• Do this: Present every line of the listing below as a numbered list, omitting the blank lines.

Excerpts from segmentation records
········

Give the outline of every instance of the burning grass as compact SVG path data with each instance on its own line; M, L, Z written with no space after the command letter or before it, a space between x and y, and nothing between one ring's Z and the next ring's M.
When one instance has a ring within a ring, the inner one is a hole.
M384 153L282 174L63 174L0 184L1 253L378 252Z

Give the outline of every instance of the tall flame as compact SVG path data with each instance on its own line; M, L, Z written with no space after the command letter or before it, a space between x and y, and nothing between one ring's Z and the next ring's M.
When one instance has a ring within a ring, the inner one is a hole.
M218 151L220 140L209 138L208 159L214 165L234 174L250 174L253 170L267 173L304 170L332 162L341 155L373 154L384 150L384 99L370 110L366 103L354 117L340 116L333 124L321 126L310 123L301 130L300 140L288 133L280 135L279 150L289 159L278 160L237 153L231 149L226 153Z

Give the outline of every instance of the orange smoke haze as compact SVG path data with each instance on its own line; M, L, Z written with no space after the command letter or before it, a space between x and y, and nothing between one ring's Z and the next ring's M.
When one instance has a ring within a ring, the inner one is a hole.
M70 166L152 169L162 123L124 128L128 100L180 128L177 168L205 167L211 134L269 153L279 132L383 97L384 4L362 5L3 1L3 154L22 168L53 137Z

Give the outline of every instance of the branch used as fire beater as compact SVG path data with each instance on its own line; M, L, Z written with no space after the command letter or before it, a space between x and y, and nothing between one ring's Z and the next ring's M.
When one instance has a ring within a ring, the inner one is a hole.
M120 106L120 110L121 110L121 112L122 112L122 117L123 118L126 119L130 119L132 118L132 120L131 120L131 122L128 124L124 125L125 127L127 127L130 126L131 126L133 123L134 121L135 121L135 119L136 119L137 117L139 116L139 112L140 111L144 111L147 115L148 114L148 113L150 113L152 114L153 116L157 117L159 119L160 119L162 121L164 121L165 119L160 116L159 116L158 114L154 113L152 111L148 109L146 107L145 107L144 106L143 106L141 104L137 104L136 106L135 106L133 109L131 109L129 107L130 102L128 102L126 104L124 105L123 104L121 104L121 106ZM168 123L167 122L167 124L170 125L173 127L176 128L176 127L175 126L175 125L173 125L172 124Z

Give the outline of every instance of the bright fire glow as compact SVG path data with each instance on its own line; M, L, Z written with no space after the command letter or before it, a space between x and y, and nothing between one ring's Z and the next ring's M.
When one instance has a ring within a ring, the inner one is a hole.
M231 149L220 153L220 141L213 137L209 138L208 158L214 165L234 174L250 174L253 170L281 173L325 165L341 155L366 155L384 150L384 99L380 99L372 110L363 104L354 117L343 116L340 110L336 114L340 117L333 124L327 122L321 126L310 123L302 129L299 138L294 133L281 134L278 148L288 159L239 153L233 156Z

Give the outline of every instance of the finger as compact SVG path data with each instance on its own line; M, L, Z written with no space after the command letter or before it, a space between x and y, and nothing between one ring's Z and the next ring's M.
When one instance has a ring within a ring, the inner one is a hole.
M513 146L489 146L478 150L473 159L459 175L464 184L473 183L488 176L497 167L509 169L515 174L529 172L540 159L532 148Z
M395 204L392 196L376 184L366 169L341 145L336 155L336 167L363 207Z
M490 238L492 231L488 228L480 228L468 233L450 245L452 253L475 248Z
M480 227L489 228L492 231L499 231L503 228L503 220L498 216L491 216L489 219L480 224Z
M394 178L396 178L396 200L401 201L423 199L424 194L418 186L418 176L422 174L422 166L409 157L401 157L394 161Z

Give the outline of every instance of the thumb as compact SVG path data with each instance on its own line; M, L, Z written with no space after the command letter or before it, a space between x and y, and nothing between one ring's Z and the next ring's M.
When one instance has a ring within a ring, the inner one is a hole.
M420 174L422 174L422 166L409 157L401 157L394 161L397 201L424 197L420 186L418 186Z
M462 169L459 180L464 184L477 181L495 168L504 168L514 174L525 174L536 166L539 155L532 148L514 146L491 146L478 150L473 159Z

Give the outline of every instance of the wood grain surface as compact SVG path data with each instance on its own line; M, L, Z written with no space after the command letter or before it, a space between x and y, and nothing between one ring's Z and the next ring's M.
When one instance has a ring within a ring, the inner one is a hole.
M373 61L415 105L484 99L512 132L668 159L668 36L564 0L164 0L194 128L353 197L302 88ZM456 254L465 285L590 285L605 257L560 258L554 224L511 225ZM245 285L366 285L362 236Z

········

• Written solution:
1. Give the outline of every instance of the burning grass as compact SVG path data with each instance on its own line; M, L, Z written with no space after the command letter or before it, a space between x and y, and nothing between one ring's Z and the next ring's M.
2. When one instance has a ring within a ring, the inner one is a hole.
3. M384 153L282 174L63 174L0 184L1 253L378 252Z
4. Give the outline of every instance of the tall flame as compact SVG path data with each instance on its own line; M, L, Z written with no space after the command letter or before it, a space between x and y, and nothing between one ring's Z and the next ring's M.
5. When one instance has a ring within a ring, the inner one is a hole.
6. M218 151L220 140L209 138L208 159L214 165L234 174L250 174L253 170L267 173L304 170L332 162L341 155L373 154L384 150L384 99L370 110L366 103L354 117L340 116L333 124L321 126L310 123L301 130L300 140L288 133L280 135L279 150L289 159L278 160L237 153L231 149L226 153Z
7. Give the outline of every instance of the orange smoke haze as compact SVG path data with each instance on its own line; M, L, Z written with no space after the command letter or before it, a space between x and y, and nothing between one ring's Z and the next ring's M.
8. When one instance has a ring within a ring, the inner one is a hole.
9. M70 166L152 169L162 123L124 128L128 100L180 128L177 168L205 167L211 134L269 153L279 132L383 97L384 4L362 5L3 1L3 154L22 168L53 137Z
10. Give the outline of every instance of the branch used as fire beater as compact SVG path data with each instance on its own line; M, L, Z written with no space after the command letter or before it, a space between x and y, and nothing between one ring's Z and the next ring's M.
11. When one instance has a ring within a ring, the inner one is a hole.
12. M120 106L120 110L121 110L121 112L122 112L122 117L123 118L126 119L130 119L132 118L132 120L131 120L131 122L128 124L124 125L125 127L127 127L130 126L131 126L133 123L134 121L135 121L135 119L136 119L137 117L139 116L139 112L140 111L144 111L147 115L148 114L148 113L150 113L152 114L153 116L157 117L159 119L160 119L162 121L164 121L165 119L160 116L159 116L158 114L154 113L152 111L148 109L146 107L145 107L144 106L143 106L141 104L137 104L136 106L135 106L133 109L131 109L129 107L130 102L128 102L126 104L124 105L123 104L121 104L121 106ZM168 123L167 122L167 124L170 125L173 127L176 128L176 127L175 126L175 125L173 125L172 124Z
13. Give the outline of every instance of the bright fire glow as compact SVG path data with each instance on its own line; M, L, Z written with no space after the command letter or before it, a space between x and y, and nothing between one ring's Z and the next ring's M.
14. When one instance has a ring within a ring, the inner one is a hole.
15. M231 149L220 153L220 141L213 137L209 138L208 158L214 165L234 174L250 174L253 170L281 173L325 165L341 155L366 155L384 150L384 99L380 99L372 110L363 104L354 117L343 116L340 110L336 114L340 117L333 124L327 122L321 126L310 123L302 129L299 138L294 133L281 134L278 148L288 159L239 153L233 156Z
16. Give the outline of every instance of the finger as compact SVG path data with each instance on its own line; M, L, Z written with no space after the command letter or before it, a space between x and y, and nothing between one ring's Z and the next ring's M.
17. When one instance has a ring within a ring, the inner one is a hole.
18. M513 146L489 146L478 150L473 159L459 175L464 184L473 183L488 176L497 167L509 169L515 174L529 172L540 159L532 148Z
19. M395 204L392 196L376 184L366 169L341 145L336 155L336 167L363 207Z
20. M490 238L492 231L488 228L480 228L468 233L450 245L452 253L475 248Z
21. M480 227L489 228L492 231L499 231L503 228L503 220L498 216L491 216L489 219L480 224Z
22. M394 178L396 178L396 200L401 201L423 199L424 194L418 186L418 176L422 174L422 166L409 157L401 157L394 161Z
23. Give the outline of every instance of the thumb as compact SVG path data with each instance on its own line; M, L, Z written with no space after the command letter or before it, a space between x and y, and nothing between one ring's Z and the next ring's M.
24. When one instance has a ring within a ring, the inner one is a hole.
25. M420 174L422 174L422 166L409 157L401 157L394 161L397 201L424 197L420 186L418 186Z
26. M462 169L459 180L464 184L477 181L495 168L504 168L514 174L525 174L536 166L539 155L532 148L514 146L491 146L478 150L473 159Z
27. Give the outline of every instance of the wood grain surface as compact SVG path data with each instance on its own line; M, L, Z written with no space after the command letter or before it, a space between x and y, and nothing between one ring's Z and the next ring's M.
28. When one instance has a ring within a ring, the inner one is a hole.
29. M373 61L415 105L484 99L512 132L668 159L668 36L564 0L164 0L194 128L353 197L302 88ZM456 254L465 285L590 285L605 257L560 258L554 224L511 225ZM245 285L366 285L362 236Z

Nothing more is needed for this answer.